**YOUR INSTRUCTIONS:** Write out the material exactly, with the pictures left out.
————
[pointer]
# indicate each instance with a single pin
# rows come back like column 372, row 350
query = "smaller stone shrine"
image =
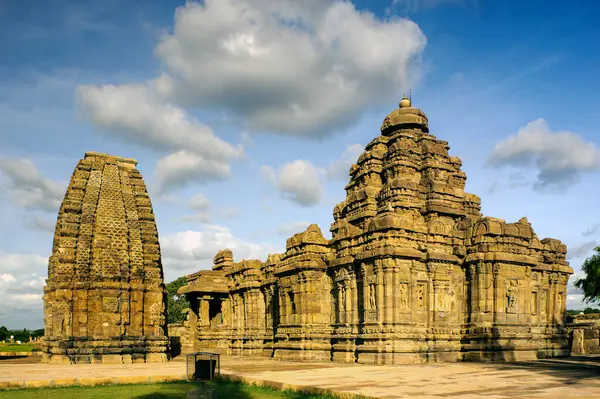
column 105, row 298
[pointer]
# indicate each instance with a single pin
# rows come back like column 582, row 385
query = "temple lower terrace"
column 105, row 296
column 414, row 273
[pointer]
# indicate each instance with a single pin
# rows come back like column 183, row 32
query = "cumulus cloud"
column 341, row 167
column 592, row 230
column 297, row 181
column 289, row 229
column 298, row 68
column 21, row 287
column 582, row 250
column 181, row 168
column 38, row 222
column 199, row 202
column 191, row 250
column 28, row 188
column 559, row 157
column 136, row 114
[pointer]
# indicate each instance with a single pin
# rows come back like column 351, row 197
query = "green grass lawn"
column 224, row 390
column 18, row 348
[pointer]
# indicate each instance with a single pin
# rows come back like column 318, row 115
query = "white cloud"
column 199, row 202
column 582, row 251
column 300, row 68
column 28, row 188
column 179, row 169
column 341, row 167
column 592, row 230
column 297, row 181
column 559, row 157
column 191, row 250
column 289, row 229
column 21, row 286
column 134, row 113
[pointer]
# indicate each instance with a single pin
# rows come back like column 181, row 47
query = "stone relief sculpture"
column 372, row 297
column 512, row 293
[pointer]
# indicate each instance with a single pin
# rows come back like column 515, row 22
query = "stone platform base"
column 104, row 359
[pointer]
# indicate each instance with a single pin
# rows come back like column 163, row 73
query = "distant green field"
column 224, row 389
column 18, row 348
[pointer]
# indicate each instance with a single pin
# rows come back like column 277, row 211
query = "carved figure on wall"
column 559, row 302
column 372, row 298
column 403, row 293
column 543, row 302
column 511, row 294
column 66, row 324
column 421, row 296
column 442, row 299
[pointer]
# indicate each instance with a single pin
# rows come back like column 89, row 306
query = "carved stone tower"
column 105, row 295
column 413, row 273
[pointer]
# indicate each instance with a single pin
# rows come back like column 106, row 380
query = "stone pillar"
column 379, row 291
column 355, row 305
column 204, row 306
column 395, row 295
column 388, row 294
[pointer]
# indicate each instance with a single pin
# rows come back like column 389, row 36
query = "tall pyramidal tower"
column 105, row 296
column 414, row 272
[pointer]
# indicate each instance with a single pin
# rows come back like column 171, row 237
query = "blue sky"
column 245, row 125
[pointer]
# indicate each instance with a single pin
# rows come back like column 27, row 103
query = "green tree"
column 176, row 303
column 4, row 333
column 590, row 284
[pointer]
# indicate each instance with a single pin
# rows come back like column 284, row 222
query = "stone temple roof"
column 405, row 115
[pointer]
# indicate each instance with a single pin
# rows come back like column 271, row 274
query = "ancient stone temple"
column 414, row 272
column 105, row 296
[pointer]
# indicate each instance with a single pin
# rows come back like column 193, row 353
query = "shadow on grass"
column 226, row 389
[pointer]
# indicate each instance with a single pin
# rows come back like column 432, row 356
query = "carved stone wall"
column 105, row 296
column 584, row 334
column 414, row 272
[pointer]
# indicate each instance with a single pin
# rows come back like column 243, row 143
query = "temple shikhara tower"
column 105, row 295
column 414, row 272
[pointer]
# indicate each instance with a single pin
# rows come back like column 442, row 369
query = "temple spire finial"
column 406, row 100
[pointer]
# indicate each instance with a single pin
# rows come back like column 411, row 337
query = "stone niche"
column 413, row 273
column 584, row 334
column 105, row 297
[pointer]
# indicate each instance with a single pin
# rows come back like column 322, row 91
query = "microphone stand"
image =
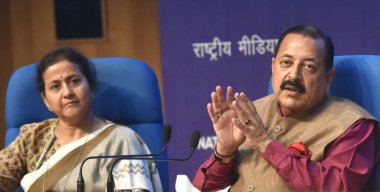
column 195, row 136
column 166, row 133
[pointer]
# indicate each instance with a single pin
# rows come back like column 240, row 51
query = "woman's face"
column 67, row 91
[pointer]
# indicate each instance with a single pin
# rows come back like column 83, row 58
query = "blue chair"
column 127, row 93
column 358, row 79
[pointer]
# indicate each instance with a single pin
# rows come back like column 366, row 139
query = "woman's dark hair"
column 69, row 54
column 315, row 33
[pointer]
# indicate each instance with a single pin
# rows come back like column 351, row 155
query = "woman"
column 46, row 156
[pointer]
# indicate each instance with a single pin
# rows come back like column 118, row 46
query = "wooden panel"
column 5, row 61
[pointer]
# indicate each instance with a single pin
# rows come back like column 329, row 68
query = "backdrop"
column 224, row 42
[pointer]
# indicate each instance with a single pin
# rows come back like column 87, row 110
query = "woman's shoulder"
column 37, row 128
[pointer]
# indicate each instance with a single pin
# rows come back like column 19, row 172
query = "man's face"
column 299, row 77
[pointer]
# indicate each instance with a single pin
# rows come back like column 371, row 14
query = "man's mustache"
column 300, row 88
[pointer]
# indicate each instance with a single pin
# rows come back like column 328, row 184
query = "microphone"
column 166, row 134
column 195, row 136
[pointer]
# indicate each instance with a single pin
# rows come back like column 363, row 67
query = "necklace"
column 76, row 160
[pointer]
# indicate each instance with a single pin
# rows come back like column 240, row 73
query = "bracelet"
column 224, row 159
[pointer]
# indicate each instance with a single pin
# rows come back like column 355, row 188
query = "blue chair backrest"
————
**REPLY TO THE EXERCISE:**
[pointer]
# indicate each instance with a single pin
# rows come back like column 372, row 350
query = "smaller stone shrine"
image =
column 105, row 298
[pointer]
# indicate each instance with a single pin
# rows come back like column 582, row 385
query = "temple lower terrace"
column 105, row 296
column 414, row 273
[pointer]
# indicate each instance with a single pin
# rows come back like column 183, row 32
query = "cumulus cloud"
column 341, row 167
column 592, row 230
column 297, row 181
column 289, row 229
column 298, row 68
column 21, row 287
column 582, row 250
column 181, row 168
column 38, row 222
column 199, row 202
column 191, row 250
column 28, row 188
column 559, row 157
column 136, row 114
[pointer]
# indicate each instance with a single pin
# rows come back like column 351, row 197
query = "green grass lawn"
column 224, row 390
column 18, row 348
[pointer]
# indicate each instance with a single pin
# rows come back like column 318, row 115
query = "white cloud"
column 199, row 202
column 582, row 251
column 300, row 68
column 28, row 188
column 179, row 169
column 341, row 167
column 592, row 230
column 297, row 181
column 559, row 157
column 191, row 250
column 289, row 229
column 21, row 286
column 134, row 113
[pointer]
# indicate each instance with a single pin
# rows come back like column 181, row 47
query = "stone relief sculpture"
column 372, row 297
column 512, row 293
[pointer]
# indicate each instance with a single pin
# rows come back like column 515, row 22
query = "stone platform base"
column 104, row 359
[pointer]
# indicate each instance with a single pin
# rows come back like column 163, row 73
query = "distant green field"
column 224, row 389
column 18, row 348
[pointer]
# indicate each instance with a single pin
# rows come back like column 277, row 211
query = "carved figure on wall"
column 559, row 302
column 372, row 298
column 403, row 293
column 543, row 302
column 511, row 294
column 66, row 324
column 421, row 296
column 442, row 299
[pointer]
# indicate each instance with a single pin
# rows come back like column 89, row 306
query = "carved stone tower"
column 105, row 295
column 413, row 273
[pointer]
# indicate each instance with a single pin
# rows come back like column 106, row 380
query = "stone pillar"
column 379, row 291
column 355, row 305
column 204, row 306
column 395, row 295
column 388, row 294
[pointer]
# indicate each instance with a single pin
# rows come back like column 389, row 36
query = "tall pyramidal tower"
column 105, row 296
column 414, row 272
[pointer]
# indicate each instance with a single pin
# rows come back like column 171, row 237
query = "blue sky"
column 245, row 125
[pointer]
# indicate each instance with a single pin
# rows come back like column 27, row 103
query = "green tree"
column 176, row 303
column 4, row 333
column 590, row 284
[pointer]
# indicate each instance with a single pin
# rows come back like column 284, row 222
query = "stone temple roof"
column 405, row 115
[pointer]
# indicate each instance with a single pin
# rows come back like column 271, row 274
query = "ancient stone temple"
column 414, row 272
column 105, row 296
[pointer]
# indicate each instance with a single pin
# rows come back like column 193, row 353
query = "shadow on grass"
column 226, row 389
[pointer]
# indicate each instance with a single pin
# rows come back like column 432, row 356
query = "carved stone wall"
column 105, row 296
column 584, row 334
column 414, row 272
[pointer]
# indicate each instance with a single pin
# rows come back like column 243, row 143
query = "temple shikhara tower"
column 105, row 295
column 414, row 272
[pointer]
# indicate each instance with a single pin
# rows come back like column 442, row 369
query = "temple spire finial"
column 406, row 100
[pointer]
# indicate each instance with a single pin
# rows come back like column 411, row 337
query = "stone niche"
column 413, row 273
column 584, row 334
column 105, row 297
[pointer]
# indicate each instance with a single pin
# rows come back like column 322, row 91
query = "microphone stand"
image =
column 195, row 136
column 166, row 133
[pointer]
# indicate each instance with a single pin
# rows come back like column 240, row 51
query = "woman's face"
column 67, row 91
[pointer]
# indicate each instance with a single pin
# rows come back like column 83, row 58
query = "blue chair"
column 127, row 93
column 358, row 79
[pointer]
# indicate each instance with a single pin
# rows come back like column 366, row 139
query = "woman's dark hair"
column 69, row 54
column 315, row 33
[pointer]
# indicate each instance with a single pin
# rows come back like column 351, row 155
query = "woman"
column 46, row 156
[pointer]
# indicate each instance with a single pin
# rows come back like column 118, row 46
query = "wooden panel"
column 5, row 61
[pointer]
# indicate each instance with a single pin
# rows come back like column 329, row 68
query = "backdrop"
column 224, row 42
[pointer]
# indicate each instance with a single pin
# rows come back like column 87, row 110
query = "woman's shoulder"
column 37, row 128
[pointer]
# indicate each instance with a single pin
# rows come back like column 19, row 172
query = "man's face"
column 299, row 77
[pointer]
# indicate each instance with a single pin
# rows come back like column 371, row 14
query = "man's mustache"
column 300, row 88
[pointer]
# indicate each instance with a single pin
# rows come back like column 328, row 184
query = "microphone"
column 166, row 134
column 195, row 136
[pointer]
# indicate each instance with a single pin
# rows come back like column 363, row 67
query = "necklace"
column 76, row 160
[pointer]
# indicate each instance with a single pin
# rows come back like column 240, row 73
query = "bracelet"
column 224, row 159
[pointer]
# indicate each instance with a single pin
# rows come back like column 355, row 188
query = "blue chair backrest"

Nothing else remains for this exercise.